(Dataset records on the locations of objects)
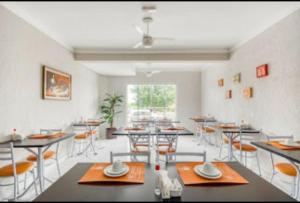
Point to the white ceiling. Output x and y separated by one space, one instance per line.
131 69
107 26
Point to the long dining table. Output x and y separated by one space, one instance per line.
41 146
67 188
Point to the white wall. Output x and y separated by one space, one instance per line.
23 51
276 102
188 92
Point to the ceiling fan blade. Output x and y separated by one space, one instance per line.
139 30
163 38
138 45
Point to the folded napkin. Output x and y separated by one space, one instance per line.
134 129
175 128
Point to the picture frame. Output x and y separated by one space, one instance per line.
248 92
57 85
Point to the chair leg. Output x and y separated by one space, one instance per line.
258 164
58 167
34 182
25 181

==

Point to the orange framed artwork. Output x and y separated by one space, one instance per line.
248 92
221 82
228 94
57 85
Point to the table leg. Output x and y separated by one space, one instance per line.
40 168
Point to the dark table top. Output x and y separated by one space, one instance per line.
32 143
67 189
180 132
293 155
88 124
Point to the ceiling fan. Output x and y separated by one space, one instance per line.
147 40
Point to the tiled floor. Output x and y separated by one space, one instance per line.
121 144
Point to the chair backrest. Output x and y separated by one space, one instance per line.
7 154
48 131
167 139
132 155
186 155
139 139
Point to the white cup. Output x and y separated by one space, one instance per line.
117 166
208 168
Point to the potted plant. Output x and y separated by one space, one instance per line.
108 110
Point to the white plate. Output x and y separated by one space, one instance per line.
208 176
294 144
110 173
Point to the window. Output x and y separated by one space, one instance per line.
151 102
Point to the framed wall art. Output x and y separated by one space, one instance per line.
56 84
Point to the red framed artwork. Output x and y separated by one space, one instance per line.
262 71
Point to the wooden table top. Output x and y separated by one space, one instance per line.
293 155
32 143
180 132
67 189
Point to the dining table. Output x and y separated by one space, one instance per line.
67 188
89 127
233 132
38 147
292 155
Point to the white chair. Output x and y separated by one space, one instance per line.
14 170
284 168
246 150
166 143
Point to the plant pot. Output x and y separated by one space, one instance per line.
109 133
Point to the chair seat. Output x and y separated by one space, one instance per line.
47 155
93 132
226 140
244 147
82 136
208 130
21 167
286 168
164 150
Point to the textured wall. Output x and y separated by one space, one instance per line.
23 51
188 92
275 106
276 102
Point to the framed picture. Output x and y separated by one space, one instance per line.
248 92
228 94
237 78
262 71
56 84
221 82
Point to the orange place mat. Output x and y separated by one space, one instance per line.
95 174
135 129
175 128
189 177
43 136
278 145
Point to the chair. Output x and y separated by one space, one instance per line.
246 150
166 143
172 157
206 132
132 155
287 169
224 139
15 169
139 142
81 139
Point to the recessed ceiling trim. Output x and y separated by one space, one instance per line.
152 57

* * *

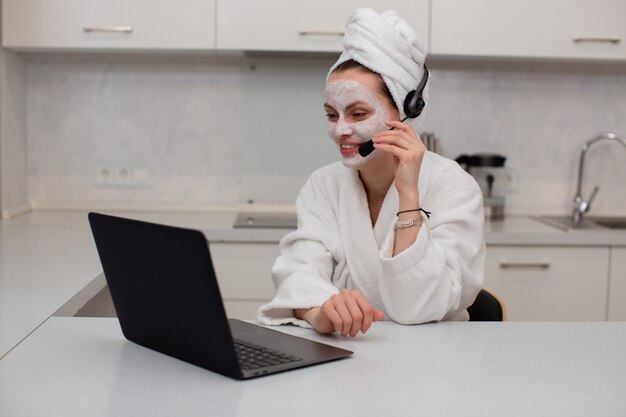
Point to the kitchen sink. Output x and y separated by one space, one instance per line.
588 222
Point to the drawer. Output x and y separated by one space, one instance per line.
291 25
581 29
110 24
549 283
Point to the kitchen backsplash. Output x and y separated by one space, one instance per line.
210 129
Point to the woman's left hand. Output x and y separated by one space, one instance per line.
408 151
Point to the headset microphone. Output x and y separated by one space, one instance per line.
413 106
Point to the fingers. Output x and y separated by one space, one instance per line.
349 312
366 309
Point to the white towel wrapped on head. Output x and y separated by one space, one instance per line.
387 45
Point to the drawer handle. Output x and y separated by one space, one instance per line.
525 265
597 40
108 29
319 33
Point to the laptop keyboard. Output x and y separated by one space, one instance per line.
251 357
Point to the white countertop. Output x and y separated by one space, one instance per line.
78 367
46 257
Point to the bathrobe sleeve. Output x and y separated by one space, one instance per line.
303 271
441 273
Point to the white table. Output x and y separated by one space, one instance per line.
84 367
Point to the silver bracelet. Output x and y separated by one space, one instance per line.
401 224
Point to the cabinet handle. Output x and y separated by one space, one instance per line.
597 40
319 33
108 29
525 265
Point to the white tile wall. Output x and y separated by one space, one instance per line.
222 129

Task brief.
Please return each line from the records above that contains the word "chair". Case matters.

Complete output.
Point to the chair leg. Output x and y separated by one space, one instance per line.
Point to the chair backrest. Output x and y separated by one space, one instance per line.
Point to the white chair. Output x and y separated by one space, one instance per line.
Point to the chair seat. Output x and y separated by one space, one instance per line.
Point to the chair. Output x and y separated by one space, one instance per line.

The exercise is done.